Aim of the task: Copy the listing below exactly. Pictures stay out of it.

Data shown:
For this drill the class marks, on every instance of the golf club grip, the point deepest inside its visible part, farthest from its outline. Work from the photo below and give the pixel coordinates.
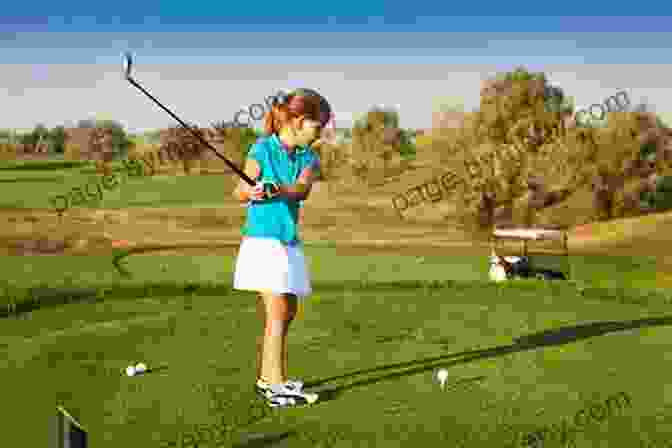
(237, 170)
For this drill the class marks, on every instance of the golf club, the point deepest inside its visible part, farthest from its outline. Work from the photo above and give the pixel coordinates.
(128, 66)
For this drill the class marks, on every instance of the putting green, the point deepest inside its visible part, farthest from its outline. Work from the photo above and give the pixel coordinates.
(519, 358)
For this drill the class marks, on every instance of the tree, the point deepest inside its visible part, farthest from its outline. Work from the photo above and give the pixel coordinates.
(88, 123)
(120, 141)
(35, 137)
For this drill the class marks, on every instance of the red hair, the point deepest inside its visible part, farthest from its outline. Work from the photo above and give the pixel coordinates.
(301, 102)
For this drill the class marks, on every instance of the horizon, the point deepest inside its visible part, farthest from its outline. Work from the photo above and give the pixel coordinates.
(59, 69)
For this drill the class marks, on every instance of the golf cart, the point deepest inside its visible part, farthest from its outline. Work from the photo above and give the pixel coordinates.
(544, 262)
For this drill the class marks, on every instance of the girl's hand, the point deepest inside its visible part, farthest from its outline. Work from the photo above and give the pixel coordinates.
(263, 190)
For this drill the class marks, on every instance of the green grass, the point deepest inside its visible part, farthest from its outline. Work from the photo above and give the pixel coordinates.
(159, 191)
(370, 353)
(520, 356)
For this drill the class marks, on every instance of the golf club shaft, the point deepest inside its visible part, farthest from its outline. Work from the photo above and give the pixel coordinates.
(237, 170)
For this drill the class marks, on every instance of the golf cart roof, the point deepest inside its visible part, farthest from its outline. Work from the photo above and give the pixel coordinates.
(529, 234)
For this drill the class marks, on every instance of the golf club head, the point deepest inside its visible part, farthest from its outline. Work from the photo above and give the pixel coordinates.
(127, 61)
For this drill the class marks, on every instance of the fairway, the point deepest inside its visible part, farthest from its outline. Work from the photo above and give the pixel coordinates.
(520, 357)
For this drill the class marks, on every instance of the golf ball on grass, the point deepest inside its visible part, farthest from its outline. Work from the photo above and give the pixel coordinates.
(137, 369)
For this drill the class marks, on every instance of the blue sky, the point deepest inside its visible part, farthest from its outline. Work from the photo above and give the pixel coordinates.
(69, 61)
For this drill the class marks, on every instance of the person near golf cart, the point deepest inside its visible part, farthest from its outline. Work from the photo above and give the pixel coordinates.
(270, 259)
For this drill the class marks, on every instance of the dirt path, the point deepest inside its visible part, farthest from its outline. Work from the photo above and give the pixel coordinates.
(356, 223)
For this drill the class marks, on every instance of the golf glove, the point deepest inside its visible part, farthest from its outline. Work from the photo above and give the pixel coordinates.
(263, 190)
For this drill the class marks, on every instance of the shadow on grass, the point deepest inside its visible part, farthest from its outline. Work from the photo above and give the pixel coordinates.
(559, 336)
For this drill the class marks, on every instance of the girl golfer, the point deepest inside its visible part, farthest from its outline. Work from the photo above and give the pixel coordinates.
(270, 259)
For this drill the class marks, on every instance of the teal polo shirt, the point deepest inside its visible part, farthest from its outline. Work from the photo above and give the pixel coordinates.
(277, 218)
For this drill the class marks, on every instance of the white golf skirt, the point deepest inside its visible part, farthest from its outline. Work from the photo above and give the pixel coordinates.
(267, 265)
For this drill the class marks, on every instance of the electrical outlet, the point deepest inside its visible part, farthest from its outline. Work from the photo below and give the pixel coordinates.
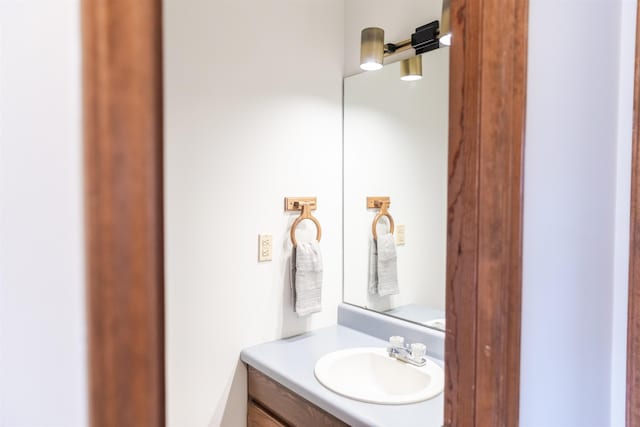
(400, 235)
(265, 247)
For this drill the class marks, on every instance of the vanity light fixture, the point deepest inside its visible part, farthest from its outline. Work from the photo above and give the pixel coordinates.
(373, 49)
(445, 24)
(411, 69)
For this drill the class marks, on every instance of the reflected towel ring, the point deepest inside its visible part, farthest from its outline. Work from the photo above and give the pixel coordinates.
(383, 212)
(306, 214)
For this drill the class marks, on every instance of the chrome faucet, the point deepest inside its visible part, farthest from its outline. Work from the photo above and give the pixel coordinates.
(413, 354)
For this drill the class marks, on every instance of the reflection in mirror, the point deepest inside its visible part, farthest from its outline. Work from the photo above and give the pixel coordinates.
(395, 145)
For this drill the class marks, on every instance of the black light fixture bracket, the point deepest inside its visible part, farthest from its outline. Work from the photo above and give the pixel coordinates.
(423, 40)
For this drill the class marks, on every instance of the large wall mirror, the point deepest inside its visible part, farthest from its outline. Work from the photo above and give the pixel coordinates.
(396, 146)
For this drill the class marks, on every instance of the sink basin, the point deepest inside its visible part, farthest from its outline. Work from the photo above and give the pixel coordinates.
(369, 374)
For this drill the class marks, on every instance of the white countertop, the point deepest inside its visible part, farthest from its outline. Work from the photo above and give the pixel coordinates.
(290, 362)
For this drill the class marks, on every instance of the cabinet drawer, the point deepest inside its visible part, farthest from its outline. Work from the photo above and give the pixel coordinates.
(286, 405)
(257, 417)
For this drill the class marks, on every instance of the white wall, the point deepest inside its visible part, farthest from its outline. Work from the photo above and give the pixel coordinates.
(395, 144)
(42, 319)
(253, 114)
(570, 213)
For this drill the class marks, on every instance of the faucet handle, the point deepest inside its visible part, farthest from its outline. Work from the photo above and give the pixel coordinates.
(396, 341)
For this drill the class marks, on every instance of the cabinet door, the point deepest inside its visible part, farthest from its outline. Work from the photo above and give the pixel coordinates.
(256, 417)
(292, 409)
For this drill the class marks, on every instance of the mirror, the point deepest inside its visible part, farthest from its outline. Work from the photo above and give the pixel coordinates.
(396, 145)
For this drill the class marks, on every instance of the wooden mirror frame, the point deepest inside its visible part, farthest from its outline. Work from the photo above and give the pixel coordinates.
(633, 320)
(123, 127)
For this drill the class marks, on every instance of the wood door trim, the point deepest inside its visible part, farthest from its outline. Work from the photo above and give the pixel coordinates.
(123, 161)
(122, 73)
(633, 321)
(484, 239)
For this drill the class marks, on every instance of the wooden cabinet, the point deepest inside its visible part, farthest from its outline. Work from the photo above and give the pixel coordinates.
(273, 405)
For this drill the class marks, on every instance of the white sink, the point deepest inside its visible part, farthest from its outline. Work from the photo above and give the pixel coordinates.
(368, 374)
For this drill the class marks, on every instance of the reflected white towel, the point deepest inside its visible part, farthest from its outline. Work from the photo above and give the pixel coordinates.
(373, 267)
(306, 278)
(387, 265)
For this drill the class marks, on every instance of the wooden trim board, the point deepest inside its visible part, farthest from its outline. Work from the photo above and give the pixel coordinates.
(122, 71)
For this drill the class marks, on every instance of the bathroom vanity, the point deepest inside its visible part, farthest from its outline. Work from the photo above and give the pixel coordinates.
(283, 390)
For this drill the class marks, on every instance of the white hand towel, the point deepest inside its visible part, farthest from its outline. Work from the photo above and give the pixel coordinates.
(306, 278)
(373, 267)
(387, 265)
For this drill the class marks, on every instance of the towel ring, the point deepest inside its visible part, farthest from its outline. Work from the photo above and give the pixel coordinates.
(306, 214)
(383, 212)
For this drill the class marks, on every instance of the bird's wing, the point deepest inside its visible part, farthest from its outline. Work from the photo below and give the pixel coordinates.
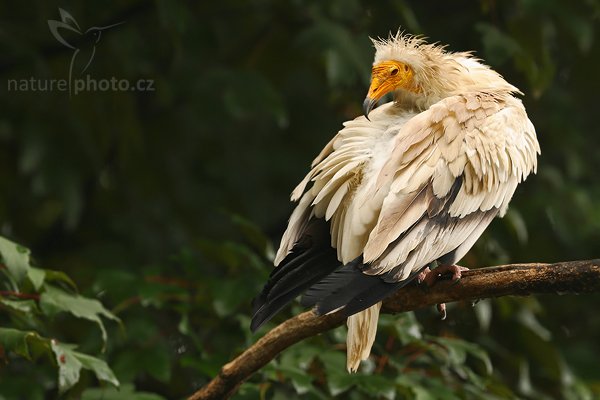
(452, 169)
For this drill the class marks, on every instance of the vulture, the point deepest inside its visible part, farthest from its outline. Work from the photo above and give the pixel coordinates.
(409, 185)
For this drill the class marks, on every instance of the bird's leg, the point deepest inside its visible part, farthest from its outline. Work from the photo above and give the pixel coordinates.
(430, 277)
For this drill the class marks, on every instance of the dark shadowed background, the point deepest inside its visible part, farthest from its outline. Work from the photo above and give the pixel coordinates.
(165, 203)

Task result:
For this drill the class marks, on every instance of the golf club grip, the point deepest inside its visible part, farthest from its outline. Work from the photo below and give the pixel coordinates.
(237, 170)
For this drill the class marks, on every instance of the golf club, the point deepest inside its visible part, farthest from its outline. Work from the photo above and give the pixel coordinates.
(128, 66)
For this drill the class marks, on every instance of the putting green, the point deepest inside its visible part, farthest from its outline. Work from the photo above and give the pixel coordinates.
(519, 358)
For this drill the class marks, on every instance of the tree, the point deepest inside its visible part, farthest from its outline. Work from the photo above and give the pixel coordinates.
(88, 123)
(120, 141)
(35, 137)
For this drill the class marks, on every instance of the red hair, the point deepest inside its visible part, farthest from its outline. Work from the photo above and give the pixel coordinates.
(301, 102)
For this drill the class marks, on every instance of the horizon, the point deepest inside its visible part, farthest from its outline. Work from the photo above and give the pixel coordinates.
(59, 69)
For this drill the class marks, on every instance of the golf cart, the point deepest inside its visible part, farthest from its outline. Work from the photo above and give the pixel coordinates.
(544, 262)
For this drill the class marks, on every instance of the girl's hand, the point deepest inside its visible part, farthest from its outline. Work from the photo above and give the pixel coordinates.
(263, 190)
For this drill the class marks, on every instance of the green grass, the point deepest inside its visible part, farthest from its outline. Work from the photo above and give the pixel coordinates.
(159, 191)
(370, 353)
(520, 356)
For this drill the class marks, on every instance of the golf club shaft, the point deepest inside its visible part, farthest from its outline. Work from the photo above and give the pixel coordinates.
(237, 170)
For this drill the class marks, on every instance of the golf cart roof, the point deepest inside its visible part, farthest from its outline. Work from the photo above and give the pixel coordinates.
(529, 234)
For this drill the class marks, on every instance of the golf club head, the point deepest inside its visible part, farthest from its outline. Work from the photo above and give the pixel coordinates.
(127, 61)
For this drill the class marks, on every instance of the fairway, the point deepest inside its visible part, farthest from its outline. Work from the photo above and give the pixel coordinates.
(520, 357)
For this drill the class marks, on every instance of the golf ball on grass, the point deepest inside its visible part, farthest from its outline. Work from the photo above and give the pixel coordinates.
(137, 369)
For this drill the class marks, on every instance of the blue sky, the point deepest inside its visible part, farthest from its outline. Work from the photo above and give the pixel coordinates.
(69, 61)
For this drill the class marks, on every instance of the person near golf cart, the point deepest inside its visible part, farthest from its outline. Work from the photo above and give the pixel coordinates.
(270, 259)
For this drill the class marks, on every instance of the dirt path, the point deepest inside its visible part, farthest from its outline. Work from the photo above and give the pixel coordinates.
(356, 223)
For this drill the class marks, on every instance of the golf glove, the point deepest inside its visible part, farthest from its outline. Work from the photo above and give the pixel coordinates.
(263, 190)
For this drill the class marks, on every instance of the shadow on grass, the point deepest inside its visible part, farthest from its outline. Work from the photo above and give the pixel coordinates.
(559, 336)
For this drill the class marks, on every instance of the girl golfer, the point deepest inside its visible part, farthest from its outline. Work from the photo above and give the pixel coordinates.
(270, 259)
For this drill the class marks, on every instance of the teal polo shirt, the point deepest inside its visible part, farthest from its outline. Work from the photo above and give the pixel coordinates.
(277, 218)
For this drill the class marks, on every instance of the white golf skirt, the point deepest inside its visible part, farthest from its outline. Work from the photo above and give the pixel coordinates.
(267, 265)
For this drill the class marks, on every instance of the electrical outlet, the point deepest inside its visible part, farthest from its outline. Work from the photo below and give the pixel coordinates.
(400, 235)
(265, 247)
For this drill the class marks, on every instance of the vanity light fixture, the point deepest inside its visible part, farthest from its outline. Work from the photo above and give the pixel coordinates.
(373, 49)
(445, 24)
(411, 69)
For this drill the class marks, on every instance of the reflected towel ring, the point deepest inside its visible part, farthest from its outline. Work from the photo above and give the pixel coordinates.
(383, 212)
(306, 214)
For this drill the class marks, on every instance of the chrome faucet, the point deepest inside its visible part, farthest from its outline. Work from the photo above and give the pixel coordinates.
(413, 354)
For this drill the class marks, on every instance of the reflection in mirror, the point deepest inside its visible part, farthest from its outline. Work from the photo above and give the pixel coordinates.
(395, 145)
For this drill the class marks, on every instance of the black light fixture bracket, the point deepest inside its visible part, farthest from its outline. Work from the photo above and give the pixel coordinates.
(423, 40)
For this drill the class marks, on every instance of the large wall mirror, the point deepest inside its visible part, farthest from its outline. Work from the photo above and give the pixel coordinates.
(396, 146)
For this drill the class marks, on every instance of the sink basin, the point deepest inside its visible part, farthest from its outline. Work from the photo above and give the pixel coordinates.
(369, 374)
For this drill the class marks, on every instance of the white countertop, the point deepest inside its visible part, farthest from its outline. Work from the photo above and give the pixel coordinates.
(290, 362)
For this drill the class marks, on every instance of the cabinet drawer, the point deepest inside its visible part, farthest from its outline. Work from the photo above and give the pixel coordinates.
(286, 405)
(257, 417)
For this drill the class marks, on every instance of the white wall, the point deepest inside its visible part, farthest from its outline. Work from the photo above and give the pixel coordinates.
(395, 144)
(42, 319)
(253, 114)
(570, 213)
For this drill the class marks, on every instance of the faucet handle, the point deepest inside its visible part, farthest from its outline. Work from the photo above and give the pixel coordinates.
(396, 341)
For this drill the class marks, on every instance of the cabinet door, the point deepest inside its visible part, farthest from its outline. Work from the photo above and give the pixel coordinates.
(256, 417)
(292, 409)
For this drill the class marks, on every instance of the mirror, the point deepest inside its visible part, farthest from its outline. Work from the photo above and give the pixel coordinates.
(396, 145)
For this drill the class marks, on every instance of the wooden mirror frame, the point deepest inside its visible part, farthest from its outline. Work from the photo above and give the pixel coordinates.
(633, 320)
(123, 127)
For this drill the class marks, on every instance of the wood door trim, the point deepest inside its visible part, farthest from its outline. Work from the photo above and give the pixel coordinates.
(123, 161)
(122, 73)
(633, 321)
(484, 239)
For this drill the class marks, on every instance of the wooden cabinet, the point deepest inside its visible part, farthest from its outline. Work from the photo above and give the pixel coordinates.
(273, 405)
For this drill the class marks, on every instance of the white sink, the point deepest inside its visible part, farthest from its outline. Work from the photo above and give the pixel coordinates.
(368, 374)
For this drill the class marks, on every instance of the reflected white towel, the point deepest inside its visible part, farthest from its outline. Work from the photo above and give the pixel coordinates.
(373, 267)
(306, 278)
(387, 265)
For this drill the class marks, on every instance of the wooden trim board, the point deepest inside its visible part, farthest from its outline. Work from the photo above and give the pixel coordinates.
(122, 71)
For this drill the class marks, on every instance of the bathroom vanity, the point deepest inside its visible part, farthest from its outline. Work from the photo above and give the pixel coordinates.
(283, 390)
For this drill the class marks, on every instance of the white hand towel, the point deepest inside its visible part, farthest from its outline. Work from the photo above and give the pixel coordinates.
(306, 278)
(373, 267)
(387, 265)
For this drill the class marks, on every instance of the towel ring, the point deepest inside its visible part, farthest from its outline. Work from the photo above and give the pixel coordinates.
(306, 214)
(383, 212)
For this drill the class marks, on every instance of the bird's wing, the point deepest inside its visible part, farthest from its outline. Work from the photo below and give the pixel coordinates.
(452, 169)
For this drill the class marks, on every instance of the vulture, the point deepest inside its visible part, farthest from its outline. Work from the photo above and give the pixel coordinates.
(409, 185)
For this drill the class marks, on every instance of the bird's leg, the point deepest inside its visible part, farthest from its outline. Work from the photo above and give the pixel coordinates.
(430, 277)
For this drill the class marks, on every instance of the dark shadowed background, the point deepest inside its visible part, farthest from its outline. Work from the photo above and give the pixel coordinates.
(165, 203)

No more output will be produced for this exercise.